begin Excerpt

Optimal Binning for Numerical Variables using Unsupervised Binning with Standard Deviation

Implements a hybrid binning algorithm that initializes bins using unsupervised statistical properties (mean and standard deviation of the feature) and refines them through supervised optimization using Weight of Evidence (WoE) and Information Value (IV).

Important Clarification: Despite "Unsupervised" in the name, this method is predominantly supervised. The unsupervised component is limited to the initial bin creation step (~1% of the algorithm). All subsequent refinement (merge, monotonicity enforcement, bin count adjustment) uses the target variable extensively.

The statistical initialization via $\mu \pm k\sigma$ provides a data-driven starting point that may be advantageous for approximately normal distributions, but offers no guarantees for skewed or multimodal data.

Usage

ob_numerical_ubsd(
  feature,
  target,
  min_bins = 3,
  max_bins = 5,
  bin_cutoff = 0.05,
  max_n_prebins = 20,
  convergence_threshold = 1e-06,
  max_iterations = 1000,
  laplace_smoothing = 0.5
)

Arguments

feature: Numeric vector of feature values. Missing values (NA) and infinite values are not permitted and will trigger an error.
target: Integer or numeric vector of binary target values (must contain only 0 and 1). Must have the same length as feature.
min_bins: Minimum number of bins (default: 3). Must be at least 2.
max_bins: Maximum number of bins (default: 5). Must be $\ge$ min_bins.
bin_cutoff: Minimum fraction of total observations per bin (default: 0.05). Must be in (0, 1).

end Excerpt

_Stated goal 1_: Reproduce the binning documentation above word for word, from "Optimal Binning for" up to and including "or multimodal data.".

begin Records supplied

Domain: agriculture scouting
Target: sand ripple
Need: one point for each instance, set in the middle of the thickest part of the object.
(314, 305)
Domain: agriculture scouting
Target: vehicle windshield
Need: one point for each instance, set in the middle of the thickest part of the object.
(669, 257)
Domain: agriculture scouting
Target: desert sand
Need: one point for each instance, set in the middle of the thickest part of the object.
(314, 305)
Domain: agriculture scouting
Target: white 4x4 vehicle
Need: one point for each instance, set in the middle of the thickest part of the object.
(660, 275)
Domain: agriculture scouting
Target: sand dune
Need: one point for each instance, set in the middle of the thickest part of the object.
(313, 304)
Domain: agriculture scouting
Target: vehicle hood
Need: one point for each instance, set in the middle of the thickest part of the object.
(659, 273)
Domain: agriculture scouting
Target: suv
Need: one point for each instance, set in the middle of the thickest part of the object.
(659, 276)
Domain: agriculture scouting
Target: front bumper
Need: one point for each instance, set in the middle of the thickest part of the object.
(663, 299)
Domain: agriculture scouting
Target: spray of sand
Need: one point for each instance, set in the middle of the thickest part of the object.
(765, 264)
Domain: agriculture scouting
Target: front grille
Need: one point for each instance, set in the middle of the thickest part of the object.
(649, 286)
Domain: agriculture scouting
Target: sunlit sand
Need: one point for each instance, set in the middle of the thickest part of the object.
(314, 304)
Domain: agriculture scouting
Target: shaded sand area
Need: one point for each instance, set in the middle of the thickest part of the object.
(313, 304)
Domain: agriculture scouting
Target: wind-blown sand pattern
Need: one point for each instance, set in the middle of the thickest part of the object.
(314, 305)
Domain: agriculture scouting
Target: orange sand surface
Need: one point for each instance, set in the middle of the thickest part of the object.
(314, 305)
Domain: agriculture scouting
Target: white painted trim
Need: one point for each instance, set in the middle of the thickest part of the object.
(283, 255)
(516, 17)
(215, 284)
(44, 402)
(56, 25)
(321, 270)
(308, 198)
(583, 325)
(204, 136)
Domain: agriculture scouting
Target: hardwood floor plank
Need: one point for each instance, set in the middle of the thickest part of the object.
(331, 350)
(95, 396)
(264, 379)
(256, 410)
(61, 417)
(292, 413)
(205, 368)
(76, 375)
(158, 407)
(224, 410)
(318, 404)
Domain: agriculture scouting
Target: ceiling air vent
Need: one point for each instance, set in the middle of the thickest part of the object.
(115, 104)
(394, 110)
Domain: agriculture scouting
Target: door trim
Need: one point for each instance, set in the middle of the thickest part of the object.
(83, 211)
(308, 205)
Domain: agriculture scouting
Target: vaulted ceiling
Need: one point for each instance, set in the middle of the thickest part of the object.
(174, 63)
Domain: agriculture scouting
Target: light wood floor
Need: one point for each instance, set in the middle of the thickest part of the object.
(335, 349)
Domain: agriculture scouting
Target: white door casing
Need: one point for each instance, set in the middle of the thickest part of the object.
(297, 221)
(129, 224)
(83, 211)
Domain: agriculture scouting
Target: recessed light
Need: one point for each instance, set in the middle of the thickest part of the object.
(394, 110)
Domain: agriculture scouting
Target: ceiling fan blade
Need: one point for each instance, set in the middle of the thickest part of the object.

end Records supplied

_Stated goal 2_: Return every line of the entries that contains the string "front". Case counts.

_Final answer 1_:
Optimal Binning for Numerical Variables using Unsupervised Binning with Standard Deviation

Implements a hybrid binning algorithm that initializes bins using unsupervised statistical properties (mean and standard deviation of the feature) and refines them through supervised optimization using Weight of Evidence (WoE) and Information Value (IV).

Important Clarification: Despite "Unsupervised" in the name, this method is predominantly supervised. The unsupervised component is limited to the initial bin creation step (~1% of the algorithm). All subsequent refinement (merge, monotonicity enforcement, bin count adjustment) uses the target variable extensively.

The statistical initialization via $\mu \pm k\sigma$ provides a data-driven starting point that may be advantageous for approximately normal distributions, but offers no guarantees for skewed or multimodal data.

_Final answer 2_:
Target: front bumper
Target: front grille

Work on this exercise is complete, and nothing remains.